• _Document excerpt_:

^^^^^^^^^^^^^^^^

After my father’s death, my mentor Jim suggested that I focus less on DO-ing and more on BE-ing. Other friends have passed along their systems for appreciating the blessings in our everyday lives including the 21-Day Gratitude Challenge. But I feel like I have to take a step even further back, back to seeing.
My third grade teacher observed that I could read quickly, but didn’t retain what I read. I was too impatient. My bedside table at home looks like a mini-library because I tend to start one book only to become distracted by another. I flit between categories: travel literature, memoir, nonfiction about death and dying, novels and what I like to call “Cheetos” literature for its complete lack of nutritional value and dependence on artificial coloring. Such escapist reading leaves nothing behind except the tell-tale orange ring around one’s lips.
I have to write a critical essay about a book that changed my life. That’s a tall order, one I don’t think I can fulfill. But the first book that came to mind was one I never finished. At the time, I found it beautiful but tedious. The book was Annie Dillard’s Pilgrim at Tinker Creek.
Since we moved from Davis to Sacramento, I have maintained a discipline about how many books I can keep. I have room for about 150 books, and it’s survival of the fittest. If I add a book that I want to keep, I force myself get rid of others. Otherwise the whole house will start looking like a giant version of my bedside table. I know I am at risk of book hoarding.
Why did Dillard’s book come first to mind when I didn’t even like it?
A handmade bookmark with a scalloped edge and yarn tie extended out of the book. The outlined letters were colored in with crayon, reading, “Happy Mother’s Day! Love Tommy.” On the reverse, Tommy had colored a tulip red and a vase robin’s egg blue.
It marked page 33, where I read this:
“Seeing is of course very much a matter of verbalization. Unless I call my attention to what passes before my eyes, I simply won’t see it. It is, as Ruskin says, ‘not merely unnoticed, but in the full, clear sense of the word, unseen.’ My eyes alone can’t solve analogy tests using figures, the ones which show, with increasing elaborations, a big square, then a small square, then a small square in a big square, then a big triangle, and expect me to find a small triangle in a big triangle. I have to say the words, describe what I’m seeing…. I have to maintain in my head a running description of the present. It’s not that I’m observant; it’s just that I talk too much. Otherwise, especially in a strange place, I’ll never know what’s happening. Like a blind man at the ball game, I need a radio.
When I see this way I analyze and pry…. But there is another kind of seeing that involves a letting go. When I see this way I sway transfixed and emptied. The difference between the two ways of seeing is the difference between walking with and without a camera. When I walk with a camera I walk from shot to shot, reading the light on a calibrated meter. When I walk without my camera, my own shutter opens, and the moment’s light prints on my own silver gut. When I see this second way, I am an unscrupulous observer.”
When did Tommy make that bookmark for me, I wondered? He might have been five, six or seven — young, anyway. If he was seven, Maddie was 12. And my mother was dying.
I worked for an international public relations firm where I led the firm’s West Coast health care practice. I was at a meeting of the practice in New York City when I got the call that my mother was in the hospital with lungs full of fluid. They confirmed advanced lung cancer, and expected that she had only weeks to live.
My boss told me to take all the time I needed. With the help of hospice, Mom stabilized when we were finally able to get her home. We watched her fade before our eyes for three and a half months.
When I returned to work, my functional boss had to deliver the ultimatum that came down from on-high. Get business up, fast. Mom, he acknowledged, had taken too long to die for the taste of our overseers.
Somewhere during that period, I was trying to read Dillard.
My impatience has caused me to miss a lot, but I find that the images are still there, and I am slowly making my way backward, making sense of my experiences. I am reconnecting with people who have been important to me, but with whom I had lost touch. I am visiting places and imagining them through the eyes of my father, as I did when I visited Marine Barracks last spring and summer. I am retracing my own steps and remembering how I felt when I walked the same path a year ago.
I am trying to see.
I’ll find you in the morning sun/ And when the night is new/ I’ll be looking at the moon/ But I’ll be seeing you.

^^^^^^^^^^^^^^^^

• _Complete the following_:
- a) Retype the essay on seeing between "Since we moved" and "of book hoarding.", inclusive.
- b) Answer these questions from the essay on seeing:
(i) Which page of the book did the handmade bookmark mark?
(ii) About how many books does the writer have room for?
(iii) For how long did the family watch the writer's mother fade?
The saved entries play no role in this work.

(Saved entries)
^^^^^^^^^^^^^^^^

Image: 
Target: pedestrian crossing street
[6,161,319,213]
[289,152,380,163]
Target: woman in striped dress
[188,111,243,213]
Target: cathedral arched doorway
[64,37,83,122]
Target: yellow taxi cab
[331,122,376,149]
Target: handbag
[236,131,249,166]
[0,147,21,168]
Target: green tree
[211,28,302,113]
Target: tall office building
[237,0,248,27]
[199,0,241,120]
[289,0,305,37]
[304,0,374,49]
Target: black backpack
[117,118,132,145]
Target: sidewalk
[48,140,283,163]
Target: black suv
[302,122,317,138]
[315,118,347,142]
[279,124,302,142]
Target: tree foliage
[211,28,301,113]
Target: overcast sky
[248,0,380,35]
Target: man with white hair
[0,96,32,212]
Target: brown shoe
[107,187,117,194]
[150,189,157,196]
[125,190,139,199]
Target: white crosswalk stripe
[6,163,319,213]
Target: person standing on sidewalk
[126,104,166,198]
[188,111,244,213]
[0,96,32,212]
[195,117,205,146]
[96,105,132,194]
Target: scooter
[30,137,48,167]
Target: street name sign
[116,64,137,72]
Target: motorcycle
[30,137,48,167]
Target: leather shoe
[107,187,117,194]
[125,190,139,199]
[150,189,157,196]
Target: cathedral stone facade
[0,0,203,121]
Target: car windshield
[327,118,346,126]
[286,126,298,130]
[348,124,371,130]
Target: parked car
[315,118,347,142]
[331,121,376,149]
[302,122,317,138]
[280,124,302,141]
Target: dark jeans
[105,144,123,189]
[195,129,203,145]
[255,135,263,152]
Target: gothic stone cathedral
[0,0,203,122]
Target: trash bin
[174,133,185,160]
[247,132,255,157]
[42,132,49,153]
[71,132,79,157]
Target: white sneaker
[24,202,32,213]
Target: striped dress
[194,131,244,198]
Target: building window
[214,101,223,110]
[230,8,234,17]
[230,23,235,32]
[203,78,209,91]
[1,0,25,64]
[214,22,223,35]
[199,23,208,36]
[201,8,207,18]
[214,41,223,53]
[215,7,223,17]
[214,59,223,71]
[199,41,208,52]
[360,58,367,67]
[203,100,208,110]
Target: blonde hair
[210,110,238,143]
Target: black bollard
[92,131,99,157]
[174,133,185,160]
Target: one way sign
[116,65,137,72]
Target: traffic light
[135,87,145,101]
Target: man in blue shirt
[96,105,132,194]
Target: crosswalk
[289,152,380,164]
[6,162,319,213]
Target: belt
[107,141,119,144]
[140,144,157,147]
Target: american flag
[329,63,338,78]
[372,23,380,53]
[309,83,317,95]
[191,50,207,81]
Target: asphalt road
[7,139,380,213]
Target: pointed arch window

^^^^^^^^^^^^^^^^

• _Task answers_:
- a)
Since we moved from Davis to Sacramento, I have maintained a discipline about how many books I can keep. I have room for about 150 books, and it’s survival of the fittest. If I add a book that I want to keep, I force myself get rid of others. Otherwise the whole house will start looking like a giant version of my bedside table. I know I am at risk of book hoarding.

- b)
(i) Page 33.
(ii) About 150.
(iii) Three and a half months.